**Exercise requirements**
Search the entries below for the string "stem" and give the number of lines that hold it, nothing else.

▬▬▬▬▬▬▬▬▬▬

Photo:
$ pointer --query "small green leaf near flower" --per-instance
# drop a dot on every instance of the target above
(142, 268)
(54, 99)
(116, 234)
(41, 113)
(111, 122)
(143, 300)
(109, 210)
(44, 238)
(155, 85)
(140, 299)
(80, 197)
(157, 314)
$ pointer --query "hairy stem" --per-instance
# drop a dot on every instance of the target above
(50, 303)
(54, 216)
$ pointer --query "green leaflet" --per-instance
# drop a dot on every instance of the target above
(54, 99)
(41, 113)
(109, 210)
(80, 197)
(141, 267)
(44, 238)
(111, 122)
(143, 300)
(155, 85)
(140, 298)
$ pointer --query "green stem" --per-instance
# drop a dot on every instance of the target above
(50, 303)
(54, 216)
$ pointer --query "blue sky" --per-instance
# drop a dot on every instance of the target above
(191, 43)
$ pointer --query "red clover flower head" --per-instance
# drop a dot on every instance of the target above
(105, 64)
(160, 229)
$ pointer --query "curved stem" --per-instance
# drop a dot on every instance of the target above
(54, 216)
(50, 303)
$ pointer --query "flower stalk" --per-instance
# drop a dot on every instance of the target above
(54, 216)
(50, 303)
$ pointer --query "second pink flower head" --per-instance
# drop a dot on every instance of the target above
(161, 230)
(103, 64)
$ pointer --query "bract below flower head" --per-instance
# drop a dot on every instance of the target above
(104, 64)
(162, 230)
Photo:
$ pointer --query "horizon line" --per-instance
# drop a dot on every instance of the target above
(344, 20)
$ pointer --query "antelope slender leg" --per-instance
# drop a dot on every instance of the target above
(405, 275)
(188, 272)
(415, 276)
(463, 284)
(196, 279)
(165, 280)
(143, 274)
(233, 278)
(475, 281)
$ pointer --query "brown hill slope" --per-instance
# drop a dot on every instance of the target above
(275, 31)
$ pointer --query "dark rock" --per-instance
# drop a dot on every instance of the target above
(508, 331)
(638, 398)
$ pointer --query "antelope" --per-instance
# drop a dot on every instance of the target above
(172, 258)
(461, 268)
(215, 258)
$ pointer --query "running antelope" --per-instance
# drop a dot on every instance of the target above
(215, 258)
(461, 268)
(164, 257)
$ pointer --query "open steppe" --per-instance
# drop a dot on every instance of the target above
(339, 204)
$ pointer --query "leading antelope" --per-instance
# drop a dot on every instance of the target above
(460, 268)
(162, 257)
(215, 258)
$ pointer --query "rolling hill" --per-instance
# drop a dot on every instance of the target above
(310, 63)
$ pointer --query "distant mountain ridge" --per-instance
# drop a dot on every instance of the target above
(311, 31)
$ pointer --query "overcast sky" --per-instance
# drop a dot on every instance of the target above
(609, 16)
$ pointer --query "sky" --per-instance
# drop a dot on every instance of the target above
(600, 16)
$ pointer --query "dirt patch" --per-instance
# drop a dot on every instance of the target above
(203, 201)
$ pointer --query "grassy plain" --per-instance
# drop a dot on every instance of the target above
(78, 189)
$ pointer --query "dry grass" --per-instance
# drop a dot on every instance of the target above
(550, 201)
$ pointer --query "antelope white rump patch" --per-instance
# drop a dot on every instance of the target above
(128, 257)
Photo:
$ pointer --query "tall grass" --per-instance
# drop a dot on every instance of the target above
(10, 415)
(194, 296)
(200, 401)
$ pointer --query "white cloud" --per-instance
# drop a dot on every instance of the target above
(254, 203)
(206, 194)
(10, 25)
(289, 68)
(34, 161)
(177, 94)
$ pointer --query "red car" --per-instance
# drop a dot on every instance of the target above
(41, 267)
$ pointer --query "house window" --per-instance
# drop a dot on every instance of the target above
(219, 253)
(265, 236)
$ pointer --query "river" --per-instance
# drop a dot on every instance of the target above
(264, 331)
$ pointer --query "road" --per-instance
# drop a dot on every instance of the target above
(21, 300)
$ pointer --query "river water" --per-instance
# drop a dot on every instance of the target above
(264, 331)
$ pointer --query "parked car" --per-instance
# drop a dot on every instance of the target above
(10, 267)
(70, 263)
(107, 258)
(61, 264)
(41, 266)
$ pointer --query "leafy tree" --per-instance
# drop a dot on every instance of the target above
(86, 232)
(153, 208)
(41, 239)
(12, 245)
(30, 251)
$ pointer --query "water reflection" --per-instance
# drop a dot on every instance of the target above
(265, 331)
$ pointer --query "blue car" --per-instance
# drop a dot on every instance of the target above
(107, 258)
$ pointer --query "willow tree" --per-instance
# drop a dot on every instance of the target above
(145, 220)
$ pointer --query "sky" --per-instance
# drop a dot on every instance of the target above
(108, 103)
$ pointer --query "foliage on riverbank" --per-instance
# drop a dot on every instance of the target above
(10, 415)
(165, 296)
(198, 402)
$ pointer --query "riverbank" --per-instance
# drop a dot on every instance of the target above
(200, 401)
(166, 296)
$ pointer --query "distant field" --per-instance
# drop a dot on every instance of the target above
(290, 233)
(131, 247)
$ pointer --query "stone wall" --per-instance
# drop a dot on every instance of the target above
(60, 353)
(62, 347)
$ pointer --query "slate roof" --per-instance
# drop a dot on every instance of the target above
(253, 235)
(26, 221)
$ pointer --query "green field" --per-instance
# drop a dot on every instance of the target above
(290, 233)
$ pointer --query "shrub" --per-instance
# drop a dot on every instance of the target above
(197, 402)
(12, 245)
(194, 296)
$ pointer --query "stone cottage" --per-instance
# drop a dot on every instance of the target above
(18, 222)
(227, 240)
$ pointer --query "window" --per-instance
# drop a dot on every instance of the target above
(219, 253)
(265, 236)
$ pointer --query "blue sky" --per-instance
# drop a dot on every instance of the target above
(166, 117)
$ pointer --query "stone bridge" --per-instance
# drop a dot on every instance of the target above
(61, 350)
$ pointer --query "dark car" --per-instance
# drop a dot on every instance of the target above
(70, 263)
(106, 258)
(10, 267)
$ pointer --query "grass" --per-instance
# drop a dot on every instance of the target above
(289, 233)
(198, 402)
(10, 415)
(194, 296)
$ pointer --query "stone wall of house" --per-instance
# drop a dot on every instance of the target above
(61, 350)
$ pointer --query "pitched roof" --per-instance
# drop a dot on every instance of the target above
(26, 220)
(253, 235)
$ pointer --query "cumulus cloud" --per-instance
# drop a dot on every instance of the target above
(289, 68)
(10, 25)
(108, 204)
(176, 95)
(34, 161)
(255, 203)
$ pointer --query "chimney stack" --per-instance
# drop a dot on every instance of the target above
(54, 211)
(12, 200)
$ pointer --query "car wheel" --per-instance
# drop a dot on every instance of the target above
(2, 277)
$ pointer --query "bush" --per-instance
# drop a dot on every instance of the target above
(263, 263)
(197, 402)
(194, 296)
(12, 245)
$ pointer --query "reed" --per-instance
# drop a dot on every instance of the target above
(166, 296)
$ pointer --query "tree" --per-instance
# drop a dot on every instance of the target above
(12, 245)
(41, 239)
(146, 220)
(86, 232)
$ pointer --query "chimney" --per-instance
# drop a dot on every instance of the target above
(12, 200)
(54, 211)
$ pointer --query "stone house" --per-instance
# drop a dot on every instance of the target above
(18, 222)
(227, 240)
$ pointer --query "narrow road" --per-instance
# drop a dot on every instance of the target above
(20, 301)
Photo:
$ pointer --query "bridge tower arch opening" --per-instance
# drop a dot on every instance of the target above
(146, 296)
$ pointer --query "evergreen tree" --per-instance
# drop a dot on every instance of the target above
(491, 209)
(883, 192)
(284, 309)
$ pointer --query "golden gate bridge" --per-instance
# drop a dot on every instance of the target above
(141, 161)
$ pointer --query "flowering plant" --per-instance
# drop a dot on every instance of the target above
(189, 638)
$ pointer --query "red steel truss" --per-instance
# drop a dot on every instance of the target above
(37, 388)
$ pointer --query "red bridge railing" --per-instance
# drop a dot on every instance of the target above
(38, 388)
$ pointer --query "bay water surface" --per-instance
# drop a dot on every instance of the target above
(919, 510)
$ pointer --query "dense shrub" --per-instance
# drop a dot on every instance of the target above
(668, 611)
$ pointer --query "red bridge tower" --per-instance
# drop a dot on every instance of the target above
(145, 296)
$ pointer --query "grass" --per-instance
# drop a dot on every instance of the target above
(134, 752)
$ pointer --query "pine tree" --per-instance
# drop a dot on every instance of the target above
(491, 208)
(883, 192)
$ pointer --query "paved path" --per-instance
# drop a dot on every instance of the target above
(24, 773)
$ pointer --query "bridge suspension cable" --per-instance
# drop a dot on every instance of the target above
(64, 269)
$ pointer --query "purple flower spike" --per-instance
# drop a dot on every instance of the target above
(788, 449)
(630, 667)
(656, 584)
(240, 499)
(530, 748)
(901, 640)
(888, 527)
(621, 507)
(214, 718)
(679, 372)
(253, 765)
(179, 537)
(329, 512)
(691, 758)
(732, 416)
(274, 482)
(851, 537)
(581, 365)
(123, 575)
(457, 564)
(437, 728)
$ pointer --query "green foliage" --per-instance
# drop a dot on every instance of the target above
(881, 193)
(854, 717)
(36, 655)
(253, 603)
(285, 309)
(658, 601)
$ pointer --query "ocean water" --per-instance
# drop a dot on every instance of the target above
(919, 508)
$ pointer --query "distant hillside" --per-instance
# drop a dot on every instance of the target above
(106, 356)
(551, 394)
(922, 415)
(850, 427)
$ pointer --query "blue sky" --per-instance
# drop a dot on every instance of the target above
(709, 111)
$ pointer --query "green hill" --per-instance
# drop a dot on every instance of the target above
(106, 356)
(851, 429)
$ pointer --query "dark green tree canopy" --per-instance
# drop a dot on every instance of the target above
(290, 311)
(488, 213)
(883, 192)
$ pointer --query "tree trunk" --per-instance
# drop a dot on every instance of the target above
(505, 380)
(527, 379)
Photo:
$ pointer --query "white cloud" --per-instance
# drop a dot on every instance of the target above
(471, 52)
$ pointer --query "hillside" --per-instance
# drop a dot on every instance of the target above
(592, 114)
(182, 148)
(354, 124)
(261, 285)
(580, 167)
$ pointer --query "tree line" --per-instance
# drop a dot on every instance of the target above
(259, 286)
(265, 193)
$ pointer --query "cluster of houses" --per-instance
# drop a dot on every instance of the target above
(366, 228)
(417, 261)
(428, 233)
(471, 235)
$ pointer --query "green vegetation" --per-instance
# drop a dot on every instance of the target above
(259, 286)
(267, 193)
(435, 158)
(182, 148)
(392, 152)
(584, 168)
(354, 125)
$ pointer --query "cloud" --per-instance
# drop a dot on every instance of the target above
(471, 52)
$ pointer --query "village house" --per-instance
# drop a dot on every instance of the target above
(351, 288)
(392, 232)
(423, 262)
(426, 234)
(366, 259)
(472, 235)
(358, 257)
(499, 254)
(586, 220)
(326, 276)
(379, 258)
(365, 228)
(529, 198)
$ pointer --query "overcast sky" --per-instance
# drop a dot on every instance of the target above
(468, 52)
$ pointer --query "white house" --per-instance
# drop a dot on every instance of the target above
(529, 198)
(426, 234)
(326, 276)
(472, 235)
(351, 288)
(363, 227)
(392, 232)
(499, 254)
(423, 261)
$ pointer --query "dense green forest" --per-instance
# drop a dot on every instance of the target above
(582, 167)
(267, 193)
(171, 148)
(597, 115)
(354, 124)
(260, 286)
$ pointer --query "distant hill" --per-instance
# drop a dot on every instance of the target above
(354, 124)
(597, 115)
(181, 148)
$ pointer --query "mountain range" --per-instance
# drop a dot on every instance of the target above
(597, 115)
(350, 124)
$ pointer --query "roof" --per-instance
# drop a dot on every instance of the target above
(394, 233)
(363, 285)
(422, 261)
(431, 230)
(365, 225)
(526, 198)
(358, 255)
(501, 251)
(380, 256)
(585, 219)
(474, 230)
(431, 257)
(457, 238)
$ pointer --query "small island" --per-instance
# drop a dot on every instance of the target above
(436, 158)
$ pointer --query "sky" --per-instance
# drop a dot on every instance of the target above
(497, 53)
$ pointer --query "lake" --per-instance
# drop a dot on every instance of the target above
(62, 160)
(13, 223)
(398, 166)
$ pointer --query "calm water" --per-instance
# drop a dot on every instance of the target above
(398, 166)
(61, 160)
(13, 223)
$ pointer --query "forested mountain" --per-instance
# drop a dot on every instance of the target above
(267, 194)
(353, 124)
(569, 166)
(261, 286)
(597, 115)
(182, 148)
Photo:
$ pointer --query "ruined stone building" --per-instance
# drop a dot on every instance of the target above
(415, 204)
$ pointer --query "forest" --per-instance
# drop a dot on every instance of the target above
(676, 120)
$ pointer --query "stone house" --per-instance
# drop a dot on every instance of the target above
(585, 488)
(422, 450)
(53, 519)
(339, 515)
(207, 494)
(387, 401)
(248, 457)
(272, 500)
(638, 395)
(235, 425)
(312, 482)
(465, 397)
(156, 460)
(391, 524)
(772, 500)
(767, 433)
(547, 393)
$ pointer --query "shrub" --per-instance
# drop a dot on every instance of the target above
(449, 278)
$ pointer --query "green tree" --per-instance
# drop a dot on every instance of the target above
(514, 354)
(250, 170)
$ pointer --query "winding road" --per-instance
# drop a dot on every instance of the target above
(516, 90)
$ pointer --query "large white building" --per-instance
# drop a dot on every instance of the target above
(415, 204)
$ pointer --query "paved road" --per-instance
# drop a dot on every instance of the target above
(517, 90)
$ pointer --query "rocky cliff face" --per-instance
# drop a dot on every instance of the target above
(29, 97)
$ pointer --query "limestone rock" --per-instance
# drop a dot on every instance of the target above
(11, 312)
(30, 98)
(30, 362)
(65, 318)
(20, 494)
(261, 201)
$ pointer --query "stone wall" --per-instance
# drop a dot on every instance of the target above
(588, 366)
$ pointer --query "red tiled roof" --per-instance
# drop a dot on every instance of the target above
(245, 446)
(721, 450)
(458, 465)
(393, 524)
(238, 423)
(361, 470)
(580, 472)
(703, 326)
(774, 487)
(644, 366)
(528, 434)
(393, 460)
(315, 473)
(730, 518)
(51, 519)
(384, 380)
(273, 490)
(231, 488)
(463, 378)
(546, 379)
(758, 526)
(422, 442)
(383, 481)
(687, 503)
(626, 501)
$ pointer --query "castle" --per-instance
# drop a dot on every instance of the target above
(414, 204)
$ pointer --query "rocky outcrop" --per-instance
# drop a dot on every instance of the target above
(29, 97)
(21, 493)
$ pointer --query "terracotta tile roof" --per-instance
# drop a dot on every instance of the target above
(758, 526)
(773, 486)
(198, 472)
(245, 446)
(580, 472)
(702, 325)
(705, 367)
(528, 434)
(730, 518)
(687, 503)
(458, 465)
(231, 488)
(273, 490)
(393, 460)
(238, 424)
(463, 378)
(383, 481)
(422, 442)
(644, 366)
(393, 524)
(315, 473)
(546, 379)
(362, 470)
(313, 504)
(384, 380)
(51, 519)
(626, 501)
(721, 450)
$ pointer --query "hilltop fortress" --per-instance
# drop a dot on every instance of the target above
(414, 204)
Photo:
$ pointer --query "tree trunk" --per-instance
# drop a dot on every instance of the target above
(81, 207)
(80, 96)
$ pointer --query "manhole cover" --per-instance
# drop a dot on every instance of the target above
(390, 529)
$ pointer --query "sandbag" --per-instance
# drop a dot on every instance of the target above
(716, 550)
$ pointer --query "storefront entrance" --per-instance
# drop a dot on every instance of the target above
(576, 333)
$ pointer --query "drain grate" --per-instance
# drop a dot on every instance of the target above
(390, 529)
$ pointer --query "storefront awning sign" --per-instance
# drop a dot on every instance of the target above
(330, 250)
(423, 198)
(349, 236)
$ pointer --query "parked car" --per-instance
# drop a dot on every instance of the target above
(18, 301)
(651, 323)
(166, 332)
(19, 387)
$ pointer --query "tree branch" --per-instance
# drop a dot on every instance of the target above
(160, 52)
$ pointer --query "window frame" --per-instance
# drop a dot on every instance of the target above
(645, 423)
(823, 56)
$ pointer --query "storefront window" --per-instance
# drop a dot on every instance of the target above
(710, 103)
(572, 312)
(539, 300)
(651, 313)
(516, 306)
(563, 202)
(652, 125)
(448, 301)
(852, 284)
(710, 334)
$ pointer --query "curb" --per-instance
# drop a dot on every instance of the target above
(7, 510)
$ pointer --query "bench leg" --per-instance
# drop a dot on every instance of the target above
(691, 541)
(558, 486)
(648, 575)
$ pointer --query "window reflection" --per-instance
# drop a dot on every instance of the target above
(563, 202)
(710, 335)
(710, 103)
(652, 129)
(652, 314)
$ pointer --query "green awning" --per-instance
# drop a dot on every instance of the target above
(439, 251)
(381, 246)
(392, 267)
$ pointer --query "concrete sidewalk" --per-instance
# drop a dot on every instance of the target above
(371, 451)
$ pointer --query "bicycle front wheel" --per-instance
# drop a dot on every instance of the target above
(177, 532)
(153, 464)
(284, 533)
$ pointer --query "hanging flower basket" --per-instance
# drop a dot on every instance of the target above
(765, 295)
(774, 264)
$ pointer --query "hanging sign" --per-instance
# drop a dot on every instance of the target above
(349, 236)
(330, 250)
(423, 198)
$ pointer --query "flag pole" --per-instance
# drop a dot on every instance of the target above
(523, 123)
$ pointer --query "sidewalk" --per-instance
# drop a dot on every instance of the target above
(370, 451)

▬▬▬▬▬▬▬▬▬▬

**Answer space**
3